TASK PROMPT ->
All of the entries below are to be retyped exactly.
######
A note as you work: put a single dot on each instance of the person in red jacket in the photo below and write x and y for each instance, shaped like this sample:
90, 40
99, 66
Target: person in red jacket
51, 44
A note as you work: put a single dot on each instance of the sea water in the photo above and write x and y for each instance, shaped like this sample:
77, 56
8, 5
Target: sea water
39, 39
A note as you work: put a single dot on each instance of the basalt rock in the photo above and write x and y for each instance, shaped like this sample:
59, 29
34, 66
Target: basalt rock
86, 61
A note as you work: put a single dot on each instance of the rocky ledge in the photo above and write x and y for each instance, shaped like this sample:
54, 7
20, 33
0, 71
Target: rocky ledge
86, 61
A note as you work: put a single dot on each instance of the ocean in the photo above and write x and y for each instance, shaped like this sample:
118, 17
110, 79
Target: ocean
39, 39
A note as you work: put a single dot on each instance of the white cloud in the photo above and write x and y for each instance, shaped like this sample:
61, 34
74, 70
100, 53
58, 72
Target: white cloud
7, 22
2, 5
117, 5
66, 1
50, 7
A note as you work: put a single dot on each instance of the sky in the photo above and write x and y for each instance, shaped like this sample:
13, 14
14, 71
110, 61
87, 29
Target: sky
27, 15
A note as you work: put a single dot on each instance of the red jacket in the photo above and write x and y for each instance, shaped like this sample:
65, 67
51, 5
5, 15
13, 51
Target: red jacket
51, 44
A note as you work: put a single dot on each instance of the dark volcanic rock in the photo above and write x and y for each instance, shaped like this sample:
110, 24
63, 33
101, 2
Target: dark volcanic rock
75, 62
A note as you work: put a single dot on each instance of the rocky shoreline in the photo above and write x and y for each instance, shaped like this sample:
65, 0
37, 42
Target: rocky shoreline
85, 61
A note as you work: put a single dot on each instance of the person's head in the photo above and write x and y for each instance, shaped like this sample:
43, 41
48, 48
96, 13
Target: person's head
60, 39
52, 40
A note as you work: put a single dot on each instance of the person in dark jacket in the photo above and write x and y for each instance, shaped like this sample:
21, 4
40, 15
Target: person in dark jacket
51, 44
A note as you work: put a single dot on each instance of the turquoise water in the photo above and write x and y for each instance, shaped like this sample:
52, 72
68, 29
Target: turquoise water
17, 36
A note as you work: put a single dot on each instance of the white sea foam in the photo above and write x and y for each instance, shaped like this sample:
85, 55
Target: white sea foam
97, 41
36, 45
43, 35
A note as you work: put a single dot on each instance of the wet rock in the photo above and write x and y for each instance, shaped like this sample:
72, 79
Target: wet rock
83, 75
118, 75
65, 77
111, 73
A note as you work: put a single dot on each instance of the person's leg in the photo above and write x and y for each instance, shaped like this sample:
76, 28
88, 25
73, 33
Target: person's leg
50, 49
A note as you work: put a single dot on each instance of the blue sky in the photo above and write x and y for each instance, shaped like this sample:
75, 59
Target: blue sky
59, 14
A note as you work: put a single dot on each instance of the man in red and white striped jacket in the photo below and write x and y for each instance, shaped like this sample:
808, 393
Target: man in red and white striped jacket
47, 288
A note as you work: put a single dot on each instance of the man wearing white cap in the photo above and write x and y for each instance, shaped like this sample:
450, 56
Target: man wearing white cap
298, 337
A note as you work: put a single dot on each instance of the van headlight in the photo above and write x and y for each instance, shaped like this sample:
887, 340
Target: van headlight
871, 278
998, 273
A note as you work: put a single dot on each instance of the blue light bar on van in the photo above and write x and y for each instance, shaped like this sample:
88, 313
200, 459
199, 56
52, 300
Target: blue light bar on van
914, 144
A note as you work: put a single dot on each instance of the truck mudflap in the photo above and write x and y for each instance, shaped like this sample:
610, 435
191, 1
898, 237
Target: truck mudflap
######
RESPONSE BELOW ->
A note as you work: put a single dot on each instance of the person in red jacket in the photo below and write x and y for each instance, shaped like this sample:
90, 40
99, 66
Target: person in red jacket
51, 44
A note as you work: put a single dot on each instance of the sea water in the photo above and write x and y for each instance, shaped like this sample:
77, 56
8, 5
Target: sea water
39, 39
A note as you work: put a single dot on each instance of the basalt rock in the photo above and write x and y for each instance, shaped like this sample:
59, 29
34, 66
Target: basalt rock
86, 61
A note as you work: put a single dot on each instance of the rocky ledge in the photo above and write x and y for each instance, shaped like this sample:
54, 7
20, 33
0, 71
Target: rocky ledge
86, 61
A note as you work: put a single dot on each instance of the ocean in the photo above and write x and y for each instance, shaped like this sample:
118, 17
110, 79
Target: ocean
39, 39
A note as you work: put a single dot on each instance of the white cloud in the photo above and write x and y for each instance, shaped like this sample:
61, 34
74, 70
100, 53
58, 72
Target: white cloud
7, 22
2, 5
117, 5
66, 1
50, 7
A note as you work: put a single dot on each instance of the sky in the photo above and write x and y for each instance, shaped like this sample:
13, 14
14, 71
110, 61
87, 29
Target: sky
27, 15
A note as you work: put a single dot on each instance of the red jacket in the photo above and write x and y for each instance, shaped like this sample:
65, 67
51, 5
5, 15
13, 51
Target: red jacket
51, 44
A note as you work: put a single dot on each instance of the dark volcanic rock in the photo above and write x and y for each instance, shaped like this sample:
110, 24
63, 33
101, 2
Target: dark volcanic rock
75, 62
A note as you work: put a single dot on each instance of the rocky shoreline in the photo above and write x and y for each instance, shaped like this sample:
65, 0
37, 42
Target: rocky shoreline
85, 61
A note as you work: put a single dot on each instance of the person's head in the photo above and write x and y for each instance, shaped like this sample:
43, 41
48, 48
96, 13
Target: person's head
60, 39
52, 40
A note as you work: put a single dot on each instance of the person in dark jacket in the photo above and write x and y for each instance, shaped like this sample:
21, 4
40, 15
Target: person in dark jacket
51, 44
A note as you work: put a single dot on each instance of the turquoise water in the photo above and write x and y for each instance, shaped like this sample:
52, 72
68, 29
Target: turquoise water
17, 36
A note as you work: put a single dot on each instance of the white sea foam in the photo above and write x and y for each instance, shaped like this sample:
85, 55
Target: white sea foam
97, 41
36, 45
43, 35
A note as you work: put a single dot on each instance of the wet rock in the photo above and write x and y for each instance, shaped like this sample:
72, 79
Target: wet rock
83, 75
118, 75
65, 77
111, 73
A note as you work: put a single dot on each instance of the person's leg in the photo above and write x and y for each instance, shaped like this sample:
76, 28
88, 25
73, 33
Target: person's leg
50, 49
A note as you work: put a single dot on each instance of the blue sky in the photo above and write x and y for each instance, shaped like this sample:
75, 59
Target: blue sky
59, 14
A note as you work: put a single dot on each instance of the man in red and white striped jacket in the photo below and write x and y for each instance, shaped like this sample:
808, 393
Target: man in red and white striped jacket
47, 288
A note as you work: put a single dot on each instance of the man wearing white cap in the photo above and write x and y for each instance, shaped like this sample:
450, 56
Target: man wearing white cap
298, 337
A note as you work: put a single dot on each instance of the van headlight in the photo above and write x and y for each instance, shaped like this sample:
887, 340
Target: van headlight
871, 278
998, 273
A note as you work: put a single dot on each instance of the blue light bar on van in the photo above and write x and y for each instance, shaped like this sample:
88, 313
200, 459
199, 56
52, 300
Target: blue light bar on van
914, 144
A note as you work: put a single dot on each instance of the truck mudflap in the photo above and write x and y for each instance, shaped like this sample:
610, 435
191, 1
898, 237
Target: truck mudflap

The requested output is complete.